* START RAW RECORDS *

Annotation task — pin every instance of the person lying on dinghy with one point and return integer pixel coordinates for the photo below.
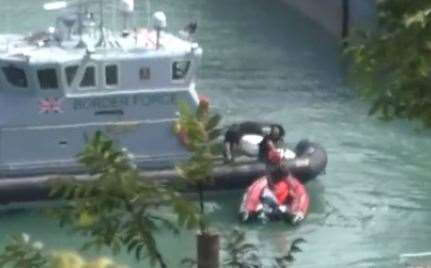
(277, 195)
(236, 132)
(271, 147)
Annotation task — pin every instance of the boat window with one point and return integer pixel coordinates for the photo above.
(15, 76)
(89, 78)
(71, 73)
(111, 75)
(180, 69)
(144, 73)
(47, 78)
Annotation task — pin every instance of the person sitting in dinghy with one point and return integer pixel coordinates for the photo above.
(235, 138)
(278, 195)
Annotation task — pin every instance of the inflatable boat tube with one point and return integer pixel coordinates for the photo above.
(307, 161)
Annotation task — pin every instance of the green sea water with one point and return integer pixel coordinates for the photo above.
(263, 60)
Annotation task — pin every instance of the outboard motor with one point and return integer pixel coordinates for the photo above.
(311, 160)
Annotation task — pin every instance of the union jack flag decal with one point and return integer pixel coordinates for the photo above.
(50, 105)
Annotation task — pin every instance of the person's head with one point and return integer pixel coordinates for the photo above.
(276, 132)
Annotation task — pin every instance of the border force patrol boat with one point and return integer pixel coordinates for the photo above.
(57, 87)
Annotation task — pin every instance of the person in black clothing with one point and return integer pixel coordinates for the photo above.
(236, 131)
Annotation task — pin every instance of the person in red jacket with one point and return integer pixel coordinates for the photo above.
(276, 195)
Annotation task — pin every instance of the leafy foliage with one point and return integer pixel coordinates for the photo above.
(201, 134)
(20, 252)
(118, 208)
(23, 253)
(393, 64)
(73, 260)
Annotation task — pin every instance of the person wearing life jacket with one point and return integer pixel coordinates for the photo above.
(235, 132)
(285, 194)
(276, 195)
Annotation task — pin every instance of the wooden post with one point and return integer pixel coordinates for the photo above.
(208, 250)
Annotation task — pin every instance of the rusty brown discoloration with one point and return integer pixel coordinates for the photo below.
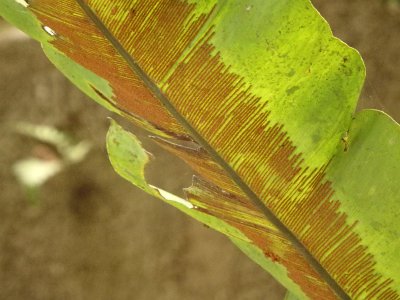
(212, 200)
(222, 108)
(302, 198)
(80, 40)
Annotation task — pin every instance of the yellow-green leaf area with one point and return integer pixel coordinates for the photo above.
(286, 53)
(129, 159)
(366, 180)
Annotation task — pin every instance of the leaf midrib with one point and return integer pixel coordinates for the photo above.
(213, 153)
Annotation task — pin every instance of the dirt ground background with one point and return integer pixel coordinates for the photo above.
(94, 236)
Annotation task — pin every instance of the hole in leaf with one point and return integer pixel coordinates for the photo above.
(49, 30)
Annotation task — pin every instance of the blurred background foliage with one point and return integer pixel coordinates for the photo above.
(92, 235)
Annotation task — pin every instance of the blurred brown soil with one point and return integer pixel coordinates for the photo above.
(94, 236)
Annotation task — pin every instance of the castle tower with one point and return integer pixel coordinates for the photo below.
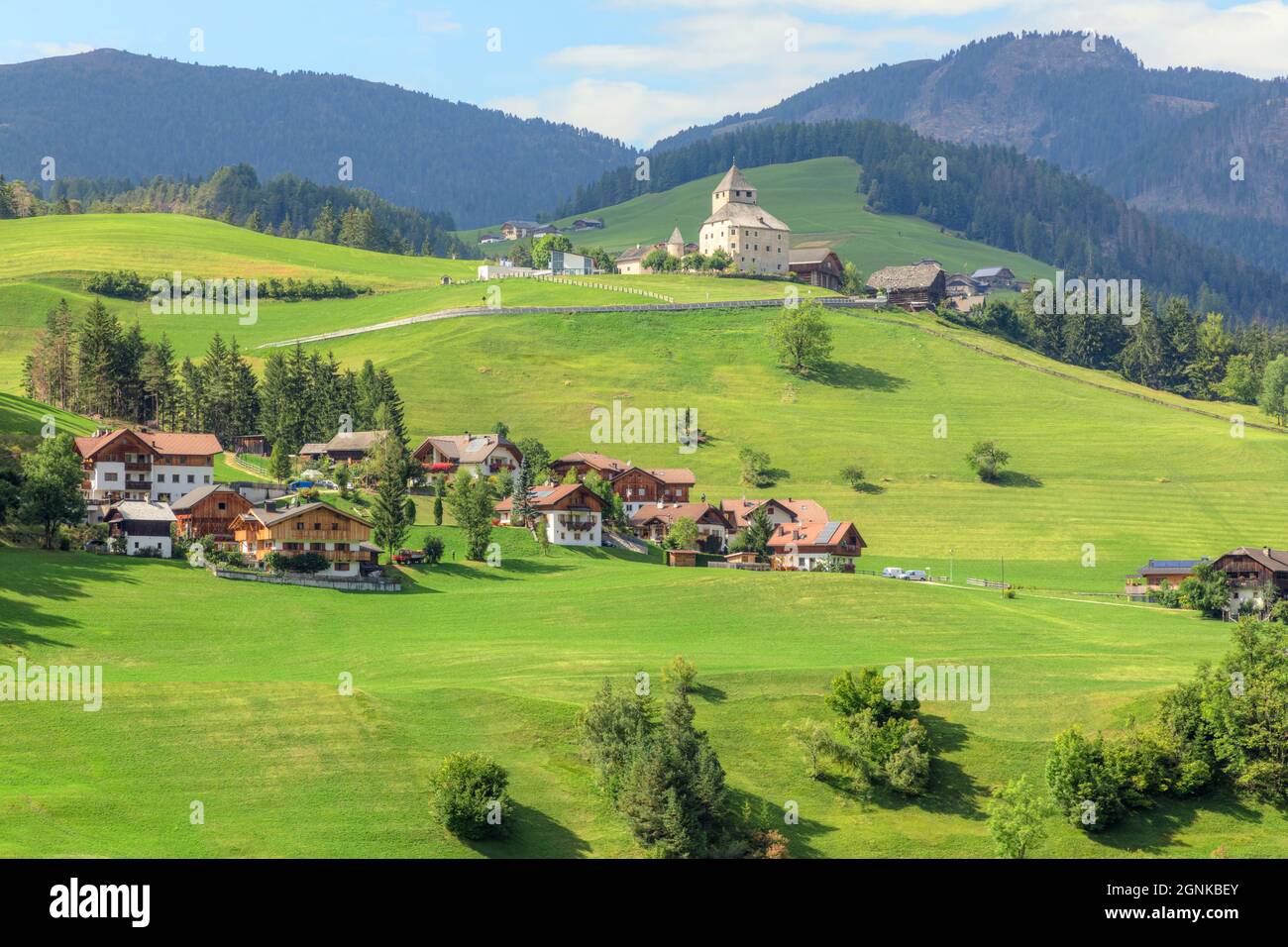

* END RAW RECORDS *

YOUR OBJECTIVE – Without the pictures, write out the whole listing above exactly as it appears.

FINAL RESULT –
Annotation task — pin every instance of the person lying on dinghy with one point and return integer pixel coordinates for the photo below.
(277, 195)
(236, 132)
(271, 147)
Annotation task — pin every instance of the boat window with one point and return integer pixel coordinates for the photo above.
(15, 76)
(89, 78)
(71, 73)
(111, 75)
(180, 69)
(144, 73)
(47, 78)
Annotation task — pin every instance of the person sitting in dinghy with one point and return integer pixel coordinates for the photo above.
(235, 138)
(278, 195)
Annotation task — pin every instance of the inflatable boat tube with one point and return integer pixel coordinates for the photo above.
(307, 161)
Annotation task — pin every instance of the green sea water with one point and return integer pixel coordinates for the photo above.
(263, 60)
Annotation task — pin every instance of the outboard motor with one point and return integer pixel coordinates for the photo above.
(311, 160)
Annotation task — pin every instance of the union jack flag decal with one point and return integer pixel coordinates for the photo above.
(50, 105)
Annotation task — pin every instance of the person's head with one point and return integer pixel coordinates for the photo above.
(276, 132)
Annotation task — pin every instance of the border force patrol boat with one point and return integer pixel coordinates for the photo above.
(57, 87)
Annotation task — pin every instance of the person in black clothing with one point and return integer pixel coordinates for the photo above.
(236, 131)
Annotation task — pin every instance of the person in red jacket with one point and return integer pixel coordinates for the photo above.
(276, 195)
Annotation task — pin every instance of the leafy foliage with one point and return integer pixel coordinates for the photo above.
(201, 134)
(20, 252)
(118, 208)
(23, 253)
(393, 64)
(73, 260)
Annotation task — pin every instance of the person wearing life jacket with one point and return integer pixel coordinates for the photo above.
(235, 132)
(285, 194)
(276, 195)
Annotation task — pin every instance of the wooden post with one point and return integer pixel coordinates for the photo above.
(208, 250)
Annotation task — pin every instance of the rusty brown discoloration with one point and return integer pixel coordinates for the photo below.
(212, 200)
(222, 108)
(302, 198)
(80, 40)
Annotation task — pin every instance of the yellow-green leaf area with one point and return integer pixel coordinates for the photo above.
(286, 53)
(129, 159)
(366, 180)
Annotation task — pin every instance of the leaf midrib with one point and return integer pixel coordinates for the photo above.
(213, 153)
Annotation task — pin every instance of the dirt ground background with one point and return integer pixel coordinates for the photo above.
(94, 236)
Annotation task — pin every instance of the hole in leaf with one point and return integer pixel coordinates for the photo above.
(49, 30)
Annotation task — pin every instance of the blurred background foliage with one point and return integer pixel coordinates for the photo above.
(92, 235)
Annotation task — pin every instance of the blurred brown soil with one point and return integer pixel coordinates for the photo above.
(94, 236)
Annotation task — pin every instance of the castle tower with one point and return integer pixel coordinates for the photo below.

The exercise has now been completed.